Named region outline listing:
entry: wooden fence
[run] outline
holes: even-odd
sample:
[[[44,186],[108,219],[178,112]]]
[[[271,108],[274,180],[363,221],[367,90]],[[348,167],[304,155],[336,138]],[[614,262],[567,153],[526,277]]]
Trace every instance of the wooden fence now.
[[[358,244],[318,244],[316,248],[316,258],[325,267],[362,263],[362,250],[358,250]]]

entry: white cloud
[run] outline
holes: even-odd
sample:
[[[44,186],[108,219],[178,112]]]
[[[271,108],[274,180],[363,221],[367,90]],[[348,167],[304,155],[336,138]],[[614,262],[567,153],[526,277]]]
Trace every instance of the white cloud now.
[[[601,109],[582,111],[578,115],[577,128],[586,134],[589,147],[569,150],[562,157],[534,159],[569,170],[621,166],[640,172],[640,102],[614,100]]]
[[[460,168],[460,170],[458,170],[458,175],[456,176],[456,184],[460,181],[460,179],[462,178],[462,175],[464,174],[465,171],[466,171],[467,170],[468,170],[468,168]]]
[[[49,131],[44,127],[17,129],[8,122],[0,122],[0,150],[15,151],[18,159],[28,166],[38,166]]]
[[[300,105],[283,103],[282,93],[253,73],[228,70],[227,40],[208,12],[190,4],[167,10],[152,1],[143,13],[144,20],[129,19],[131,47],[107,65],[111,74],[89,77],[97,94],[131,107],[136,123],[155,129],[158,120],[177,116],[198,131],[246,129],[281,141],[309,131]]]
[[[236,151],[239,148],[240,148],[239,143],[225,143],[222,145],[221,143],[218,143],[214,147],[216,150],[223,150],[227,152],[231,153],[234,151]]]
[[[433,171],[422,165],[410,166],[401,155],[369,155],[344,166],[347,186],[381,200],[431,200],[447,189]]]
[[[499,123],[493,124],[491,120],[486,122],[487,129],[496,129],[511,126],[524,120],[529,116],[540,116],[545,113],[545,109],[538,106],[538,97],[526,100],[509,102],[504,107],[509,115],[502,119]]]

**Exercise aim:** Please write out the stretch from the line containing "entry: white cloud" through the line containing "Trace every instance of the white cloud now." again, switching "white cloud" to "storm cloud" and leaving everything else unchanged.

**Final result:**
entry: storm cloud
[run] outline
holes: even-odd
sample:
[[[44,186],[108,219],[178,112]]]
[[[271,108],[274,180],[363,221],[367,90]],[[348,167],[304,155],[336,138]],[[614,262],[567,153],[526,277]]]
Trace every instance of the storm cloud now.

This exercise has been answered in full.